REQUEST = Carry on the Rafael Manzanares Aguilar biography from its last sentence.

TEXT SHOWN =
- Born: July 17, 1918 La Esperanza, Honduras
- Died: July 28, 1999 (aged 81) Tegucigalpa, Honduras
- Education: Primary Education, Escuela Normal de Occidente in La Esperanza Jurisprudence, Universidad Nacional Autónoma de Honduras, Tegucigalpa
- Occupations: Ethnographer, folklorist, author, and composer
- Employer(s): Ministry of Public Education, Tegucigalpa
- Known for: Recorded, preserved, and restored traditional Honduran music and dance.
- Title: Director of the Cuadro Nacional de Danzas Folklóricas de Honduras
- Parent(s): Santiago Manzanares and María de los Ángeles Aguilar

= Rafael Manzanares Aguilar =

Rafael Manzanares Aguilar (July 17, 1918 – August 28, 1999) was educated in law, and a professor and Honduran folklorist, an author and a musical composer. Rafael Manzanares was one of the pioneers in highlighting folklore, culture and national history of Honduras as the creator of the National Folklore Office and the Cuadro Nacional de Danzas Folklóricas de Honduras. (Note: Cuadro Nacional de Danza Folklóricas de Honduras roughly translates to National Team of Folkloric Dances of Honduras.)

== Childhood and education ==

Rafael Manzanares was born on July 17, 1918, in La Esperanza, Intibucá, the son of Mr. Santiago Manzanares and Mrs. Maria de los Angeles Aguilar. He spent his early life in La Esperanza and graduated from the Escuela Normal de Occidente in La Esperanza with a degree in primary education. He then moved to Tegucigalpa to continue his studies at the Central University, from which he obtained a degree in law at the Universidad Nacional Autónoma de Honduras.

== Career ==

Rafael Manzanares began his professional career in the 1940s as a teacher and marimba player with the Orquesta Tropical de Antonio Medina (Antonio Medina's Tropical Orchestra). Rafael Manzanares was initially appointed as secretary of the board of the Central District. He subsequently became director general of Culture and the Ministry of Culture and Tourism of Honduras. In this position, Manzanares Aguilar studied music and committed himself to investigate the origins of Honduran music and dance. His investigations took him to numerous regions of Honduras, visiting Honduran communities to study and record traditional music, dance, and customs in the towns and villages of Honduras. This work earned him recognition from the government and provided inspiration for founding the institutions that are today paramount in Honduran folklore.

SUPPLIED DATA =
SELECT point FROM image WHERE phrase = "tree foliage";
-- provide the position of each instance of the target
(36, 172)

ANSWER TO THE EXERCISE =
Rafael Manzanares founded and was the first director of the National Office of Folklore under the Ministry of Public Education. In this capacity he is credited with founding the national dance company, El Cuadro Nacional de Danzas Folklóricas de Honduras on November 1, 1956. He was the first director and choreographer of the new dance company. This was the first artistic group dedicated to the folklore and traditions of Honduras. The group from then until now works to rescue, preserve, disseminate and promote Honduran folk dance. At present El Cuadro Nacional de Danzas Folklóricas de Honduras is composed of about 11 employees in the Ministry of Culture, Arts and Sport (SCAD), and from them its influence spreads over 500 groups in different regions with more than 1,000 instructors nationwide who work to preserve the cultural roots of Honduras. This initiative now includes 50 schools in the capital and more than 700 in the entire country.

Rafael Manzanares is remembered in Honduras as a composer. He is the author of the lyrics and music of themes such as Conozca Honduras, which describes the country and its people, Ciudad de San Pedro Sula, Ciudad de La Esperanza, Ojojona, Danlí, among others. Many of his romantic titles have been recorded and disseminated throughout Central America.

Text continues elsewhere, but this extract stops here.